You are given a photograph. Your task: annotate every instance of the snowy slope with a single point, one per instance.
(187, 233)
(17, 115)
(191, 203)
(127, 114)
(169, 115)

____

# [WHAT THE TASK REQUIRES]
Transcribe the material in full, exactly as it is given.

# [OUTPUT OF THE EXERCISE]
You are given a photograph. Your task: annotate every instance of the snowy slope with a single point, one per instance.
(187, 233)
(17, 115)
(191, 203)
(127, 114)
(169, 115)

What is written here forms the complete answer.